» **Source text**:
----

All indications are that, in the future, laser scanning will become more powerful, more useful, and more affordable — influencing a huge array of industries. Laser scanner technology will continue to advance in tandem with developments in computing capabilities, and follow the trajectory of many technologies to become cheaper and easier to use. 

What we will discuss here are the ways in which laser scanners have advanced recently, known areas of investment for the future, and the likely way in which the technology will change. Primarily used by surveyors, laser scanners and laser scan datasets have become increasingly vital to a growing number of industries. Not only will the technology change, but how it’s used and who benefits will continue to evolve.   

1. The expansion of LiDAR and growth of mobile LiDAR

LiDAR is a technology that is skyrocketing, changing the way we collect and refine topographic data. What makes LiDAR so effective is the capability to direct 3D measurements to collect information from objects and the ground beneath. LiDAR works by shooting powerful laser pulses towards the target and collecting the backscattering signal. These systems are the current mainstream and use a selection of spectral wavelengths to convey the data collection.

----

» **Extracted information**:
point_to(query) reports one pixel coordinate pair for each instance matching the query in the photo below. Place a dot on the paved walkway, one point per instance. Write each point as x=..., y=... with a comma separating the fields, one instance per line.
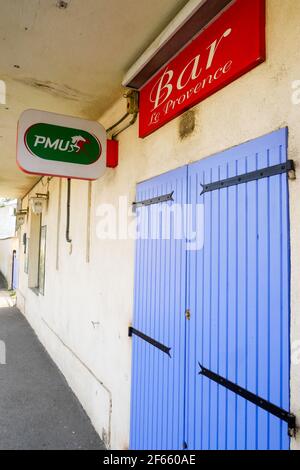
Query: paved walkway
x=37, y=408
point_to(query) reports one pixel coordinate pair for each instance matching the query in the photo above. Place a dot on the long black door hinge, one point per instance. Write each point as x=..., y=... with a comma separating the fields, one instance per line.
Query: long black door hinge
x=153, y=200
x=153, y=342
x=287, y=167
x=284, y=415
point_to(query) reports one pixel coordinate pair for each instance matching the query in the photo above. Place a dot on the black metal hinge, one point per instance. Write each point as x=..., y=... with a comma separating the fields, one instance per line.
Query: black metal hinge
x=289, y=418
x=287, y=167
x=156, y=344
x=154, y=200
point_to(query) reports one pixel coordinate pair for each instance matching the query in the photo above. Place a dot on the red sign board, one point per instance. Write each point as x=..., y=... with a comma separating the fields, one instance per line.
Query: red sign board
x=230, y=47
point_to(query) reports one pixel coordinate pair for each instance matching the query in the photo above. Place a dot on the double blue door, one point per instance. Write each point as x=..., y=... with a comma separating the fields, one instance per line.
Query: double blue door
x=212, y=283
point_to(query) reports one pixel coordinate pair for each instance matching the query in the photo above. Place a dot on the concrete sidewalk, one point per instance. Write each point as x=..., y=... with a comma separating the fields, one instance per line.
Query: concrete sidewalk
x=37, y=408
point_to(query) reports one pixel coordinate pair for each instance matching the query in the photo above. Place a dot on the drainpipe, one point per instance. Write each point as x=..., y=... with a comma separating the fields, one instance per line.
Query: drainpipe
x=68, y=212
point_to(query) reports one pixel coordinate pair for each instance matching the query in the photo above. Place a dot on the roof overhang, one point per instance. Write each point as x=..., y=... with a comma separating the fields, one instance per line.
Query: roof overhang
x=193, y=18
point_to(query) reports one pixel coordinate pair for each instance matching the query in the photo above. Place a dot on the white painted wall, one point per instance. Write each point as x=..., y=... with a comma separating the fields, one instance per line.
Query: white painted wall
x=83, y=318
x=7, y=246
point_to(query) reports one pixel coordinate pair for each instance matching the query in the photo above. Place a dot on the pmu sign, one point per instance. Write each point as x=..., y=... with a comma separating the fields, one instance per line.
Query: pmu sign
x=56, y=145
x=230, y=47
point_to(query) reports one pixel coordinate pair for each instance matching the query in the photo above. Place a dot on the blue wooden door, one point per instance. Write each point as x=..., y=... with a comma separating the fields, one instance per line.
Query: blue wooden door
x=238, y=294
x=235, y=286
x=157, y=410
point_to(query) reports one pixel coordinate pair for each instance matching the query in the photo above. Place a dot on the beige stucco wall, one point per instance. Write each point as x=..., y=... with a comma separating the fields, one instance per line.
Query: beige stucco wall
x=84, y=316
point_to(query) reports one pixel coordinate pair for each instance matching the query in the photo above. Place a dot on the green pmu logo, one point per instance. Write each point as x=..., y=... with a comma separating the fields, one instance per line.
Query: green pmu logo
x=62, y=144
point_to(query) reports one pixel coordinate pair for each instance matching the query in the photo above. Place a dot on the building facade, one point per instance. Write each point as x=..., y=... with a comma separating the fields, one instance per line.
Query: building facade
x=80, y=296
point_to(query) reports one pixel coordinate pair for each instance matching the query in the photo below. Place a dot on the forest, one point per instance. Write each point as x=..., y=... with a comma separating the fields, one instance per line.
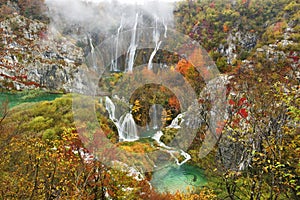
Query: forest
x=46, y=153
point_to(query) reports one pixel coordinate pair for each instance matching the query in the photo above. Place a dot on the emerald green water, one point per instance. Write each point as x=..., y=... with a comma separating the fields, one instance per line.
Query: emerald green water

----

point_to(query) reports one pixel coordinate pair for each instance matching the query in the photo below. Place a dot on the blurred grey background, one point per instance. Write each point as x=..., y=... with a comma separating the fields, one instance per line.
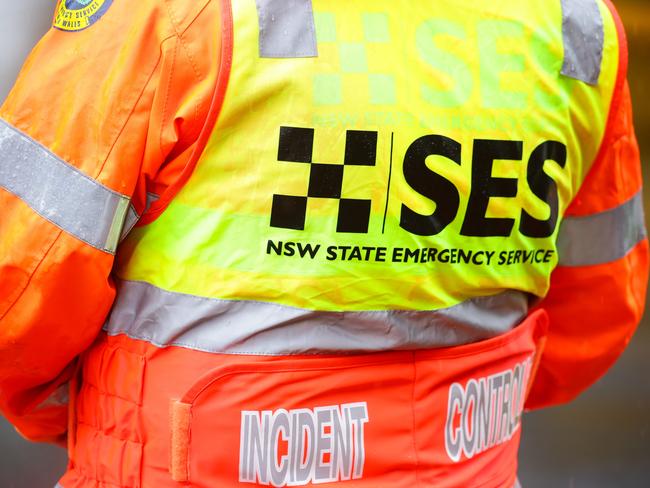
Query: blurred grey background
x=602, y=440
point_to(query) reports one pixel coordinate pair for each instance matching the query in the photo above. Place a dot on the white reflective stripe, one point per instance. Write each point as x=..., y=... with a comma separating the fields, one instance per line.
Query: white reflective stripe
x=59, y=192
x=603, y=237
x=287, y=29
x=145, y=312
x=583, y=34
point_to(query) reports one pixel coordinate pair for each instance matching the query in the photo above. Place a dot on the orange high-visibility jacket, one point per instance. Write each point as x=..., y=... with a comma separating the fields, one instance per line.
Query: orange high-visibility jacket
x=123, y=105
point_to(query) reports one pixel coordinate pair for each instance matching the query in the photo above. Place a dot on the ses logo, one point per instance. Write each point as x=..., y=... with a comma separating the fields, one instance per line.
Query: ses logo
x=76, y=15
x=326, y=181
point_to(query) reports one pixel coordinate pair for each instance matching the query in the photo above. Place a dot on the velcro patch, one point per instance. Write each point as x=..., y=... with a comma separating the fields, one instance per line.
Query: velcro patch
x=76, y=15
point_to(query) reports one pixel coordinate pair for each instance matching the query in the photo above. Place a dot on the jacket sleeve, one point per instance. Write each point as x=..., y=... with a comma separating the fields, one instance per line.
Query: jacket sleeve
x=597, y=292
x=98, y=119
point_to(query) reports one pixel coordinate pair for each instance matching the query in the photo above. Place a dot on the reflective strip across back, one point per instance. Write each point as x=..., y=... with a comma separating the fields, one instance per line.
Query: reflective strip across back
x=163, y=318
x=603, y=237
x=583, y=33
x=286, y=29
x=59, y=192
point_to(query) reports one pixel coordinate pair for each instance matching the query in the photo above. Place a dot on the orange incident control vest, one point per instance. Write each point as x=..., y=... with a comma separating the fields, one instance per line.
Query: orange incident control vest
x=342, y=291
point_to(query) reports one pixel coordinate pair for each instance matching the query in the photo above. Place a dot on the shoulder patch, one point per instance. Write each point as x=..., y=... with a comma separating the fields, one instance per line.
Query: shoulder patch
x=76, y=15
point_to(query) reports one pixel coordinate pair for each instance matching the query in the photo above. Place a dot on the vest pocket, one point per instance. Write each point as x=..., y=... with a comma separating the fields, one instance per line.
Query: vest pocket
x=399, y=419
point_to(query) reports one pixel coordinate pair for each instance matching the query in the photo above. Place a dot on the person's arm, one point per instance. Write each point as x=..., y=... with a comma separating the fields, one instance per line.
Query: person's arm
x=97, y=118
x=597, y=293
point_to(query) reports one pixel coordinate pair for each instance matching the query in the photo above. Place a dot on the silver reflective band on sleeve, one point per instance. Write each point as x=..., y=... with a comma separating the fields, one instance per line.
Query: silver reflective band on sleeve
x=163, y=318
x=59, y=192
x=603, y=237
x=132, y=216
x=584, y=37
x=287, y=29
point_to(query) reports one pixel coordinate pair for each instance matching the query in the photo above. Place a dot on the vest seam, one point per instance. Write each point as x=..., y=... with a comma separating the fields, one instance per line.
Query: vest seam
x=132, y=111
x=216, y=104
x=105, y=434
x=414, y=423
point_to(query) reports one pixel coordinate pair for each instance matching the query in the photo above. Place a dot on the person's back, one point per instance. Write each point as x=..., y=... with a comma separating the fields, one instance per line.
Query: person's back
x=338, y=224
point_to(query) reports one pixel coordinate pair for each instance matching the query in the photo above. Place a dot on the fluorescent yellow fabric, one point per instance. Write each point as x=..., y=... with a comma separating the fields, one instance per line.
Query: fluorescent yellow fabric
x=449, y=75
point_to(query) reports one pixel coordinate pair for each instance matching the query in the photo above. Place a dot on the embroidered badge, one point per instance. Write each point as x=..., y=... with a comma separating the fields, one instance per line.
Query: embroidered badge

----

» **Given problem A**: Duplicate the passage of the laser scanning text starting at "All indications are" and ending at "continue to evolve.".
» **Given problem B**: How does LiDAR work, according to the laser scanning text?

» **Full solution A**:
All indications are that, in the future, laser scanning will become more powerful, more useful, and more affordable — influencing a huge array of industries. Laser scanner technology will continue to advance in tandem with developments in computing capabilities, and follow the trajectory of many technologies to become cheaper and easier to use. 

What we will discuss here are the ways in which laser scanners have advanced recently, known areas of investment for the future, and the likely way in which the technology will change. Primarily used by surveyors, laser scanners and laser scan datasets have become increasingly vital to a growing number of industries. Not only will the technology change, but how it’s used and who benefits will continue to evolve.

» **Full solution B**: It shoots powerful laser pulses towards the target and collects the backscattering signal.